EXTRACT
1. What’s your bio?

Joseph Sale is an editor, novelist, and writing coach. His first novel, The Darkest Touch, was published by Dark Hall Press in 2014. He currently writes and is published with The Writing Collective. He has authored more than ten novels, including his Black Gate trilogy, and his love-letter to fantasy: Save Game. He grew up in the Lovecraftian seaside town of Bournemouth.
His short fiction has appeared in Tales from the Shadow Booth, edited by Dan Coxon, as well as in Idle Ink, Silver Blade, Fiction Vortex, Nonbinary Review, Edgar Allan Poet and Storgy Magazine. His stories have also appeared in anthologies such as You Are Not Alone (Storgy), Lost Voices (The Writing Collective), Technological Horror (Dark Hall Press), Burnt Fur (Blood Bound Books) and Exit Earth (Storgy). In 2017 he was nominated for The Guardian’s ‘Not The Booker’ prize.
 You can get an eBook copy of The Meaning of the Dark for free, along with other goodies, by signing up to his mailing list The Mind-Palace. 

2. What do you think made you into a writer?

This is a great question and one that’s quite hard to answer too! There are several really important factors in my life that influenced me as a child, and I think moulded me into a writer.
Firstly, my father and mother introduced me to wonderful literature and worlds very early on. I must have read children’s books, but I cannot recall very many of them. My father was a teacher for many years, though he quit before I was born, and his attitude was very much one of allowing the student to determine how far they went. He did not impose artificial limits. Never once did my father ever tell me “This book is too hard for you.” As a result, this led to us having lots of quality time reading some pretty hefty literature together. Of course, I didn’t understand all of it, but he was able to help me through and even more importantly show me how to figure things out myself. My mother was no less instrumental. Whilst my father was very interested in classic literature, through my mother, I came to know the joys of 2000AD and modern fantasy authors such as Terry Pratchett, David Gemmell, Margaret Weiss, and David Eddings. Where my mother and father overlapped was Tolkien! Through them, I developed a joy of consuming books and stories, a joy which has never left.
However, this alone did not lead to me wanting to become a writer. And although reading is a vital tool for any writer and all great writers read voraciously, I needed a lot more to “get me” to the point I could write.
When I was growing up, I really wanted to be an actor and bent a lot of time and energy towards that pursuit. But the more acting I did, the more I realised than unless I was performing Shakespeare, which I adored, I was really often unhappy with what I was saying on stage. I kept wanting to make little changes, either for the sake of rhythm, or impact, or just to deepen the character a little bit. Over time, I began to realise that there was a disparity between the literature I idolised – Paradise Lost (which I first read aged eight or nine years old with my father), the Germanic epics such as The Nibelungenlied, and of course fantasy novels – and what I was being asked to perform. In the end, I became more interested in what words were being said rather than how I was saying those words. Both are art-forms, of course, and this is not to knock acting at all. But I found a personal preference in working on the words themselves. I also quickly realised I was a lot better at telling stories than being an actor. I was never a chameleon who could bend to any role.

AVAILABLE DATA
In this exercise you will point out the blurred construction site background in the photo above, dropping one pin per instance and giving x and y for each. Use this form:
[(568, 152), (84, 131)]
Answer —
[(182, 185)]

DIRECTIVE 1
Rewrite the interview between "His short fiction" and "into a writer.", inclusive, putting "collections" in place of "anthologies".
DIRECTIVE 2
According to the interview, which press published Joseph Sale's first novel, and in what year?
The data come from a different source than the interview.

FULL OUTPUT 1
His short fiction has appeared in Tales from the Shadow Booth, edited by Dan Coxon, as well as in Idle Ink, Silver Blade, Fiction Vortex, Nonbinary Review, Edgar Allan Poet and Storgy Magazine. His stories have also appeared in collections such as You Are Not Alone (Storgy), Lost Voices (The Writing Collective), Technological Horror (Dark Hall Press), Burnt Fur (Blood Bound Books) and Exit Earth (Storgy). In 2017 he was nominated for The Guardian’s ‘Not The Booker’ prize.
 You can get an eBook copy of The Meaning of the Dark for free, along with other goodies, by signing up to his mailing list The Mind-Palace. 

2. What do you think made you into a writer?

This is a great question and one that’s quite hard to answer too! There are several really important factors in my life that influenced me as a child, and I think moulded me into a writer.

FULL OUTPUT 2
Dark Hall Press, in 2014.